== Instruction ==
Arrange every one of the records below as a Markdown table with two columns, Row and Record. Put a running number in Row and the record's text in Record, and leave out any blank lines.

== Given records ==

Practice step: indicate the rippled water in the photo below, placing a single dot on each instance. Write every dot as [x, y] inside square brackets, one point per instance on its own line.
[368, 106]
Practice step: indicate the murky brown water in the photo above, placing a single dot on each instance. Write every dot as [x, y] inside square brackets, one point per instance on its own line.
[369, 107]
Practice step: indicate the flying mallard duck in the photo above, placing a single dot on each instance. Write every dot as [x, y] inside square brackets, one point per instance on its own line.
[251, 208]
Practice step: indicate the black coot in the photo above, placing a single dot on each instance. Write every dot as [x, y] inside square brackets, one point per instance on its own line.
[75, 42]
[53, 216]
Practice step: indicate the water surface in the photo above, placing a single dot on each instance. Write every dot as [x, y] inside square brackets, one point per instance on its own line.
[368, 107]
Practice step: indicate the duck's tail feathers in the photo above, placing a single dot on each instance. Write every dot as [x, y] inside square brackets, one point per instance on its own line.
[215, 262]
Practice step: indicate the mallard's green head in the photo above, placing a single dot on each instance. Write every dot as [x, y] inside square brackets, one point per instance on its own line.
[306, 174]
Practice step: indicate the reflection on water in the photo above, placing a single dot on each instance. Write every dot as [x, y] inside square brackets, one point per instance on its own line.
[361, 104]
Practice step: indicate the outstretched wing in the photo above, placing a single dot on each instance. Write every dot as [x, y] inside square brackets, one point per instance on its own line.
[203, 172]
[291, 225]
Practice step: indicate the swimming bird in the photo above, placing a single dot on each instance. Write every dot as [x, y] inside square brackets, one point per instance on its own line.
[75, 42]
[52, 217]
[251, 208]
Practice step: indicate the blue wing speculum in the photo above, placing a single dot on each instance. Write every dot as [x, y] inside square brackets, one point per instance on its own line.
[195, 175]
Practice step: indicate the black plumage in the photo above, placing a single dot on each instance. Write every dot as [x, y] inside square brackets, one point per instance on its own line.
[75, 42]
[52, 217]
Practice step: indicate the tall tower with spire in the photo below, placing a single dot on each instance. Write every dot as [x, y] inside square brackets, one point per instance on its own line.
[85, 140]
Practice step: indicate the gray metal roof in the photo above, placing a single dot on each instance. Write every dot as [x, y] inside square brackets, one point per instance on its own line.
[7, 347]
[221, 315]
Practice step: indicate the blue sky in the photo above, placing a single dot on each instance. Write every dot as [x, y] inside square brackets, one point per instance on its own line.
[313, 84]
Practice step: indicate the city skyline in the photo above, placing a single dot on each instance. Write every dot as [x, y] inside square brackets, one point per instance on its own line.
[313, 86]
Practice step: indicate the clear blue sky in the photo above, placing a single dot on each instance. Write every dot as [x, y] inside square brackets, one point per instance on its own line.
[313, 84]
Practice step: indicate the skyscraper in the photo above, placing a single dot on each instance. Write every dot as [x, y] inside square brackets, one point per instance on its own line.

== Reply ==
| Row | Record |
|---|---|
| 1 | Practice step: indicate the rippled water in the photo below, placing a single dot on each instance. Write every dot as [x, y] inside square brackets, one point per instance on its own line. |
| 2 | [368, 106] |
| 3 | Practice step: indicate the murky brown water in the photo above, placing a single dot on each instance. Write every dot as [x, y] inside square brackets, one point per instance on its own line. |
| 4 | [369, 107] |
| 5 | Practice step: indicate the flying mallard duck in the photo above, placing a single dot on each instance. Write every dot as [x, y] inside square brackets, one point per instance on its own line. |
| 6 | [251, 208] |
| 7 | Practice step: indicate the black coot in the photo above, placing a single dot on each instance. Write every dot as [x, y] inside square brackets, one point per instance on its own line. |
| 8 | [75, 42] |
| 9 | [53, 216] |
| 10 | Practice step: indicate the water surface in the photo above, placing a single dot on each instance. Write every dot as [x, y] inside square brackets, one point per instance on its own line. |
| 11 | [368, 107] |
| 12 | Practice step: indicate the duck's tail feathers in the photo above, placing a single dot on each instance. Write every dot as [x, y] inside square brackets, one point per instance on its own line. |
| 13 | [215, 262] |
| 14 | Practice step: indicate the mallard's green head in the photo above, placing a single dot on each instance. Write every dot as [x, y] inside square brackets, one point per instance on its own line. |
| 15 | [306, 174] |
| 16 | Practice step: indicate the reflection on water in the photo above, placing a single dot on each instance. Write every dot as [x, y] inside square brackets, one point per instance on its own line. |
| 17 | [361, 104] |
| 18 | Practice step: indicate the outstretched wing in the photo above, placing a single dot on each instance. Write every dot as [x, y] inside square brackets, one point per instance on its own line. |
| 19 | [203, 172] |
| 20 | [291, 225] |
| 21 | Practice step: indicate the swimming bird in the photo above, placing a single dot on each instance. Write every dot as [x, y] inside square brackets, one point per instance on its own line. |
| 22 | [75, 42] |
| 23 | [52, 217] |
| 24 | [251, 208] |
| 25 | Practice step: indicate the blue wing speculum in the photo above, placing a single dot on each instance. Write every dot as [x, y] inside square brackets, one point per instance on its own line. |
| 26 | [195, 175] |
| 27 | Practice step: indicate the black plumage in the photo above, placing a single dot on each instance. Write every dot as [x, y] inside square brackets, one point per instance on its own line. |
| 28 | [75, 42] |
| 29 | [52, 217] |
| 30 | Practice step: indicate the tall tower with spire in the photo below, placing a single dot on each instance. Write every dot as [x, y] inside square brackets, one point per instance on its own line. |
| 31 | [85, 140] |
| 32 | Practice step: indicate the gray metal roof in the photo above, placing a single dot on each instance. Write every dot as [x, y] inside square brackets, one point per instance on its own line. |
| 33 | [7, 347] |
| 34 | [221, 315] |
| 35 | Practice step: indicate the blue sky in the photo above, placing a single dot on each instance. Write every dot as [x, y] inside square brackets, one point per instance on its own line. |
| 36 | [313, 84] |
| 37 | Practice step: indicate the city skyline in the photo above, placing a single dot on each instance. Write every dot as [x, y] inside square brackets, one point per instance on its own line. |
| 38 | [313, 86] |
| 39 | Practice step: indicate the clear blue sky in the photo above, placing a single dot on each instance. Write every dot as [x, y] inside square brackets, one point per instance on its own line. |
| 40 | [313, 84] |
| 41 | Practice step: indicate the skyscraper in the photo above, placing a single dot on each instance. Write every dot as [x, y] inside square brackets, one point per instance on its own line. |